--- Materials provided Enclosed Below ---

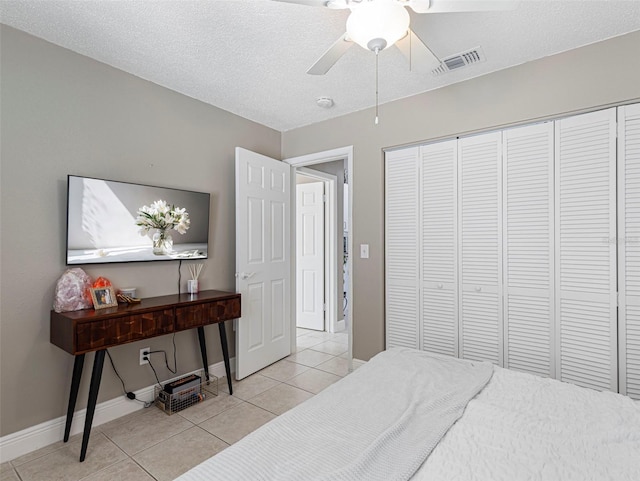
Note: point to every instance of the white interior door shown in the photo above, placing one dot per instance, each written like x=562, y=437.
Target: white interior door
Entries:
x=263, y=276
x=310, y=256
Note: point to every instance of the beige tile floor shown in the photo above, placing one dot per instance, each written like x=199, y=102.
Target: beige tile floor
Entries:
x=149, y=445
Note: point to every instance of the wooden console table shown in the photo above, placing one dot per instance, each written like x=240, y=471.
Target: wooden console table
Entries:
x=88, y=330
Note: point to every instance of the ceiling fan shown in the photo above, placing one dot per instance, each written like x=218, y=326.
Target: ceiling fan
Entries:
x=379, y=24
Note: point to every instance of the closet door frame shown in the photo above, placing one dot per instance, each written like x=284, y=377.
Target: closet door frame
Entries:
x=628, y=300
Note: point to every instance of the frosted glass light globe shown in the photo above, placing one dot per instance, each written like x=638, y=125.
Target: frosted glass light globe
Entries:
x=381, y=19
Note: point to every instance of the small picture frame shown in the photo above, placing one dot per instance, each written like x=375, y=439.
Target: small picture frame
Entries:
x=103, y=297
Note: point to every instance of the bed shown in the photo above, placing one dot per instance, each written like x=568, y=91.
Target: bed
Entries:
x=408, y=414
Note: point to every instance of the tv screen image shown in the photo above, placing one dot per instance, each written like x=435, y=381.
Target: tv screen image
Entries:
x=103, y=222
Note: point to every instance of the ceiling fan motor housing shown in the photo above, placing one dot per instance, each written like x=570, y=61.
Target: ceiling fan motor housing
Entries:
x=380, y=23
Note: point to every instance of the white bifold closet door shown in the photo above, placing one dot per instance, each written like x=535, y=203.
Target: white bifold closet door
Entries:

--- End of Enclosed Materials provided ---
--- Materials provided Enclosed Below ---

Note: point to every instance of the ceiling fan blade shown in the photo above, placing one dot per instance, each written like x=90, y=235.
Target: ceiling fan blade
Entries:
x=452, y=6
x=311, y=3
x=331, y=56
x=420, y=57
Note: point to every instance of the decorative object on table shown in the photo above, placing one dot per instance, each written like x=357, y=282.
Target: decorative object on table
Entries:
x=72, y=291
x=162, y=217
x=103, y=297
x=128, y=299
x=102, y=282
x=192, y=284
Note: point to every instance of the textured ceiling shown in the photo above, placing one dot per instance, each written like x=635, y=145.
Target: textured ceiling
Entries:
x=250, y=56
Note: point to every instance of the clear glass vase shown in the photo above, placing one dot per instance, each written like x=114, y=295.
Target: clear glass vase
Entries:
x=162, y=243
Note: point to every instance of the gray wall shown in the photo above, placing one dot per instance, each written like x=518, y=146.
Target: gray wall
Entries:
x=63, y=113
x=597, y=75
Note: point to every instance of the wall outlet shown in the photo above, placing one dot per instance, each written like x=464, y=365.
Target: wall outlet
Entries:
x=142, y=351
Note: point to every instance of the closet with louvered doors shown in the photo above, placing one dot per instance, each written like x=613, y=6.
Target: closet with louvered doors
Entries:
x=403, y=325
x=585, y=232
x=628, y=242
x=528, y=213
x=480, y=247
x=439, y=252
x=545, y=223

--- End of Enclosed Materials provided ---

— Exercise objective —
In the data above, how many lines contain the string "bifold"? Answer with the number only.

— Result of this task —
2